Arcebispo de Abuja: tensão religiosa não é o maior perigo
ABUJA, domingo, 4 de setembro de 2011 (ZENIT.org)
– A maior causa das tensões na Nigéria não é a divisão entre cristãos e
muçulmanos, mas entre ricos e pobres, afirma o arcebispo de Abuja,
capital do país.
Em entrevista ao programa de televisão Deus chora na Terra, da Catholic Radio and Television Network (CRTN) em colaboração com Ajuda à Igreja que Sofre, o arcebispo John Onaiyekan explica que o maior perigo para a paz na Nigéria “é a injustiça social no país”.
Em aproximadamente uma década, 3.000 pessoas foram
assassinadas pela violência inter-étnica e inter-religiosa. Qual é a
origem desta violência?
Dom Onaiyekan: Essa é a má notícia, a perda de vidas em conflitos que
têm conotações religiosas e são interpretados como religiosos. Mas eu
acho que nós temos que lembrar que milhares de vidas se perdem no meu
país, ano após ano, por causa dessas mortes diárias em hospitais por
culpa da má gestão, e também por causa de conflitos em áreas onde não
existem cristãos ou muçulmanos. E ninguém fala delas. Só da violência
entre muçulmanos e cristãos. Nós estamos falando de uma cultura que
desvaloriza a vida humana em geral. E eu digo isso como nigeriano, com
toda a responsabilidade e tristeza. Temos que colocar tudo no seu devido
contexto. Para falar de 3.000, eles calculam normalmente com base nos
que perderam a vida no norte da Nigéria.

- [Etapas do exercício]
a) Copie o trecho da entrevista com o arcebispo de Abuja entre "Dom Onaiyekan: Essa" e "norte da Nigéria.", inclusive.
b) Prossiga com a entrevista com o arcebispo de Abuja, começando logo após a última frase apresentada.
As linhas não são necessárias para realizar as tarefas.

- [Extrato de dados]
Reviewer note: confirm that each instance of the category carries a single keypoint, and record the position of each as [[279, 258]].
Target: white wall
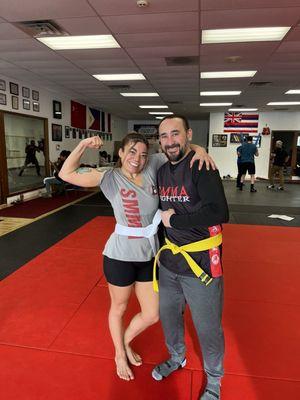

- [Respostas por tarefa]
a)
Dom Onaiyekan: Essa é a má notícia, a perda de vidas em conflitos que
têm conotações religiosas e são interpretados como religiosos. Mas eu
acho que nós temos que lembrar que milhares de vidas se perdem no meu
país, ano após ano, por causa dessas mortes diárias em hospitais por
culpa da má gestão, e também por causa de conflitos em áreas onde não
existem cristãos ou muçulmanos. E ninguém fala delas. Só da violência
entre muçulmanos e cristãos. Nós estamos falando de uma cultura que
desvaloriza a vida humana em geral. E eu digo isso como nigeriano, com
toda a responsabilidade e tristeza. Temos que colocar tudo no seu devido
contexto. Para falar de 3.000, eles calculam normalmente com base nos
que perderam a vida no norte da Nigéria.

b)
Na região de Jos?
Dom Onaiyekan: A região de Jos é só a última, porque tem outras da
Nigéria com enfrentamentos: em Kaduna, Bauchi, e, quando fizeram aquelas
famosas “caricaturas dinamarquesas”, tivemos distúrbios em Duguri e em
toda a região, e, depois, na meseta de Jos.
Jos foi especialmente surpreendente, porque Jos não tem uma grande
população muçulmana. Nem é um lugar onde se possa dizer que os cristãos e
muçulmanos tenham uma relação tensa. É de maioria cristã e nós ficamos
surpresos de que num lugar como aquele ocorra esse tipo de violência. Em
segundo lugar, seja em Jos ou em qualquer outro lugar, as pessoas não
atacam as outras só por causa da religião.
Mas quando escrevem sobre isso, apresentam justamente assim:
violência por motivos religiosos entre muçulmanos e cristãos. Se não é
assim, qual é a verdadeira origem?
Dom Onaiyekan: Pode haver uma dimensão religiosa, porque os
nigerianos são profundamente religiosos, o que é uma coisa grandiosa. E
este é um dos casos em que algo bom pode virar uma coisa ruim. Eles são
profundamente comprometidos com a fé, e isso quer dizer que tudo o que
eles fazem é com fervor religioso. Se duas pessoas brigam, até no
mercado, e um é muçulmano e o outro é cristão, antes de saber qualquer
coisa as pessoas vão dizer: “aquele muçulmano e aquele cristão estão
brigando”. Não vão dizer: “aqueles dois nigerianos”, como deveriam
dizer, e eu acho que é isso o que faz parecer que é uma disputa
religiosa.
No caso de Jos, o assunto é bem claro: é entre os que são
considerados “indígenas” da meseta e os considerados “colonos”. O
problema nem é tanto com os colonos, porque existem colonos e indígenas
pela Nigéria toda. O problema na meseta é a situação dos colonos que
exigem plenos direitos como indígenas, um ponto em que eu pessoalmente
estou de acordo, e que não é válido só para aquela meseta, mas para toda
a Nigéria.
Há outros elementos em jogo?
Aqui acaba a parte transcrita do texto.